• SELECTED EXTRACT:
╔══
Only two days after Terri’s death, we were all again witnessing the dying of another public figure, Pope John Paul II, the beloved pope of the Roman Catholic Church. Coincidentally, he’d had a feeding tube inserted a few days before he ultimately died, but the goal at that time was to provide additional needed nutrition to help him increase his strength, as he attempted to recover from a series of illnesses. Unfortunately, soon thereafter, he developed a urinary tract infection, which led to septic shock, and his fragile systems began to collapse.
In contrast to Terri Schiavo’s situation, Pope John Paul was conscious, and therefore, was able to continue to make his own health care decisions. After having tried vigorously to recover from many illnesses unsuccessfully, he ultimately decided to forego further hospitalization and aggressive treatment, and to remain at home to die, in the presence of those he loved, including the thousands gathered outside his window. He was also able to choose to be kept as lucid as possible and to request the types of spiritual assistance that would sustain him on his journey through death – various prayers, meditation, and the reading to him of specific scriptural passages that he had chosen.
As we look at these two very public deaths, we should first be grateful for the privilege of having been allowed to witness and learn from their experiences. In the case of Pope John Paul, we learn the value of being conscious enough to make our own health care decisions as an illness unfolds, rather than needing others to make those decisions on our behalf. We learn that, after a formidable battle to try to recover proved unsuccessful, he chose to forego further aggressive treatment and to be allowed to die naturally and peacefully. In his case, the pope exerted his right not to have such further interventions as certain medications, a respirator, dialysis, hospitalization in I.C.U, etc. And, we learn the importance of preparing spiritually – considering and requesting that which would help us as we transition from this life to whatever comes next.
In the case of Terri Schiavo, we see how much suffering can occur if we should become unable to communicate our own health care decisions and haven’t clearly informed those we love of what our wishes would be. We learn that, without written advance directives, competing members of families, as well as the public and the legal system, often fight to have their choices carried out, whether or not they’d be ours, and that those choices will affect how we‘re treated.
In thinking about future legislative or legal directions that would best serve our nation, it’s important that our law makers respond very carefully now, not only considering right to life issues, but also remembering right to die issues. The laws which were developed after the Quinlan and Cruzan cases were directed at keeping the decision making with patients and families, versus the courts or healthcare organizations, whenever possible. While some review and reconsideration may be in order, creating new laws that would insist that people without written advance directives have treatments, such as i.v.’s, feeding tubes, respirators, etc., would undo all the good work that’s been done over the past 20 years. The underlying foundation on which decisions should be made is patient autonomy – the right of individuals to make their own decisions and the right to have those wishes followed, within the law.
Let us hope that, as the world has kept vigil, we’ve all learned the importance of exploring our own values and communicating our wishes to those who will be entrusted to make life and death decisions on our behalf.
╚══
• YOUR GOAL: Retype everything from "Let us hope" down to "death decisions on our behalf." in the passage on end-of-life decisions, keeping every word and punctuation mark unchanged.

• INFORMATION GIVEN:
╔══
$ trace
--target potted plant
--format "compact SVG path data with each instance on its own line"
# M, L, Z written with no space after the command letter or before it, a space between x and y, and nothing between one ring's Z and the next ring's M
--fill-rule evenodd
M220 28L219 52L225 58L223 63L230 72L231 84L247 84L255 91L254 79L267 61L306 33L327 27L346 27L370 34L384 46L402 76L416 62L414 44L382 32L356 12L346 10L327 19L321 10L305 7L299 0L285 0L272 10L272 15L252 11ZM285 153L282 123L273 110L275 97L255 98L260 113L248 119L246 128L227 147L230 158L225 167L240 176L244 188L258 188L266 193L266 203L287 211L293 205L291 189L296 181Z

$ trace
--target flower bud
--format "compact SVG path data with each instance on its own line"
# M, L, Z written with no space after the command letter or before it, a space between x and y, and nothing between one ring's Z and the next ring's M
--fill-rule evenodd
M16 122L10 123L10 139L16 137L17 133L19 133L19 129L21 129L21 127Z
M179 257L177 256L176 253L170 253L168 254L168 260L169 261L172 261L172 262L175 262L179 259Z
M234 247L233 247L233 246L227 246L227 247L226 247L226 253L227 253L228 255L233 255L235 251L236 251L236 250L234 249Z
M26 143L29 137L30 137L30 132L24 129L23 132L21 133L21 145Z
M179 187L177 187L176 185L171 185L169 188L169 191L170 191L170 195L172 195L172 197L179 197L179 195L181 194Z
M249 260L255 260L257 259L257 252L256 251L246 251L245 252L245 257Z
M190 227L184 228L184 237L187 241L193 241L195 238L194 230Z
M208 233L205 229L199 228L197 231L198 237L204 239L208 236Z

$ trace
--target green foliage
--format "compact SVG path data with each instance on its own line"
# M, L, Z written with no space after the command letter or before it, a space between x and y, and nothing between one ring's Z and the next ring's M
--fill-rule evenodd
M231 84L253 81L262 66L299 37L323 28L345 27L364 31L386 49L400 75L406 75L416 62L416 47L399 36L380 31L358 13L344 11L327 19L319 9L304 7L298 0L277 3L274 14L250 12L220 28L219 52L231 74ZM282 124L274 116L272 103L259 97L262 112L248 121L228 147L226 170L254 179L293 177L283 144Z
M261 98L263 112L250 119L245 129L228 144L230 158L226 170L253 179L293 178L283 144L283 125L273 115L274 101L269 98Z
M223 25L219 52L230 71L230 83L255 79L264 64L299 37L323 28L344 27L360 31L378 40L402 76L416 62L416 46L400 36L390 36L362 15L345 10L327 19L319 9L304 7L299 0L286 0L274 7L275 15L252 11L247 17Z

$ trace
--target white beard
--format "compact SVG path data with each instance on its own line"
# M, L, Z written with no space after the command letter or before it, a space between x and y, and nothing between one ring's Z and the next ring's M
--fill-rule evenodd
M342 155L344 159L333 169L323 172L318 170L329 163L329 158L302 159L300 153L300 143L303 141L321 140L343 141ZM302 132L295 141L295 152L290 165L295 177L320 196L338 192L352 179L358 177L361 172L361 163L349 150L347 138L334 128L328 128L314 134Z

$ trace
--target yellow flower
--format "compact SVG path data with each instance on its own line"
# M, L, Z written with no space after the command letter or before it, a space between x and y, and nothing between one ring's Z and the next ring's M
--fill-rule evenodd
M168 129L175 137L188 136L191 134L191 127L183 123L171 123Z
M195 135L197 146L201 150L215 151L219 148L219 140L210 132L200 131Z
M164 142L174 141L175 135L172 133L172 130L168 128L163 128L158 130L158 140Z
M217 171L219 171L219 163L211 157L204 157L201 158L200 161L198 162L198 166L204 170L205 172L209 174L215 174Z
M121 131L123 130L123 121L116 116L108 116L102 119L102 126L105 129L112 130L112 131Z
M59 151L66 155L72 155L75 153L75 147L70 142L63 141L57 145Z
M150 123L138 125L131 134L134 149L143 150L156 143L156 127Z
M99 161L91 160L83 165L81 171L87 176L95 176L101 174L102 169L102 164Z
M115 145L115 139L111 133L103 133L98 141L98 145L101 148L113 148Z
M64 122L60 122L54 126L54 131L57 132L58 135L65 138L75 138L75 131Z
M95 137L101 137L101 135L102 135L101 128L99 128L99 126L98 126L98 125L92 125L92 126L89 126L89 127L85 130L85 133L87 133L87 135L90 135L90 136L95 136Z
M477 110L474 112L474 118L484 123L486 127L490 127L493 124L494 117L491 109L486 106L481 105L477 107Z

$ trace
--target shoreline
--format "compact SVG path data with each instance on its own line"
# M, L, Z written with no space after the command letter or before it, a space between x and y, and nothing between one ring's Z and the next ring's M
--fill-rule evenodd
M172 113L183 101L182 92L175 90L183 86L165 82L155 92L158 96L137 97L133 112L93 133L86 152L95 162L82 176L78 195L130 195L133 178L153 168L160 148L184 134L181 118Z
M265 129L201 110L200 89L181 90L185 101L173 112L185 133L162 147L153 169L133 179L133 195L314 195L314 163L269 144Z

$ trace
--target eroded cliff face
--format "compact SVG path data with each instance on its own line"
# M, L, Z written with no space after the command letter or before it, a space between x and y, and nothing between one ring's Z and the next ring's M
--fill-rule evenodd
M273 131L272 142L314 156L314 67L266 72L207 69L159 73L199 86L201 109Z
╚══
• REPLY TO THE EXERCISE:
Let us hope that, as the world has kept vigil, we’ve all learned the importance of exploring our own values and communicating our wishes to those who will be entrusted to make life and death decisions on our behalf.